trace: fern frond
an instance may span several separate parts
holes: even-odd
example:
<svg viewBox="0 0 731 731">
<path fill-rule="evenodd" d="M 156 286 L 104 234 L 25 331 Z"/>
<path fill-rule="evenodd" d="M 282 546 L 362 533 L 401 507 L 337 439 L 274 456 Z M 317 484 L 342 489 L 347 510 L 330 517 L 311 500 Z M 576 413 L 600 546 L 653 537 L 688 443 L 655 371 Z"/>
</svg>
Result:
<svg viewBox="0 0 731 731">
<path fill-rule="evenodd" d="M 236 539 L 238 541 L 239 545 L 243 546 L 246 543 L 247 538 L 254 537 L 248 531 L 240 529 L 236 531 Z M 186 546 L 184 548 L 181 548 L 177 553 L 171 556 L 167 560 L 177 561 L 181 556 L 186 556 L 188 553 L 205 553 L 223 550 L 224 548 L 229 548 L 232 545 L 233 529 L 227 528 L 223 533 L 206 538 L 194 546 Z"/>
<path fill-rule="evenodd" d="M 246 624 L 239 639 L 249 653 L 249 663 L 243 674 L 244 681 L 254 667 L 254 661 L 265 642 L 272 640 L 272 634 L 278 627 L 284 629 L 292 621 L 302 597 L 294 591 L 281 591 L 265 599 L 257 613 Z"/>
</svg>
-------------------------
*Short problem*
Reproduce every line of the records above, not only the answers, and shift each number in the answers (path coordinates and viewBox values alike) by -44, leaving all other lines unchanged.

*Solution for this exercise*
trace: fern frond
an instance may span several separate parts
holes: even-odd
example:
<svg viewBox="0 0 731 731">
<path fill-rule="evenodd" d="M 156 286 L 104 234 L 25 331 Z"/>
<path fill-rule="evenodd" d="M 282 546 L 362 533 L 401 507 L 337 439 L 274 456 Z M 317 484 L 342 489 L 347 510 L 330 517 L 311 500 Z M 576 413 L 600 546 L 653 537 L 688 443 L 655 371 Z"/>
</svg>
Result:
<svg viewBox="-44 -44 687 687">
<path fill-rule="evenodd" d="M 192 495 L 194 497 L 195 501 L 199 502 L 202 499 L 203 494 L 210 493 L 204 487 L 196 485 L 192 487 Z M 142 502 L 140 504 L 137 504 L 133 509 L 127 512 L 123 516 L 133 517 L 137 512 L 142 512 L 144 509 L 161 509 L 179 506 L 180 504 L 185 504 L 188 501 L 189 485 L 183 484 L 179 489 L 162 494 L 150 502 Z"/>
<path fill-rule="evenodd" d="M 202 580 L 195 595 L 205 609 L 205 619 L 199 630 L 200 637 L 210 623 L 210 617 L 221 598 L 228 596 L 228 590 L 234 583 L 240 585 L 248 577 L 258 553 L 250 547 L 237 547 L 221 555 L 213 569 Z"/>
</svg>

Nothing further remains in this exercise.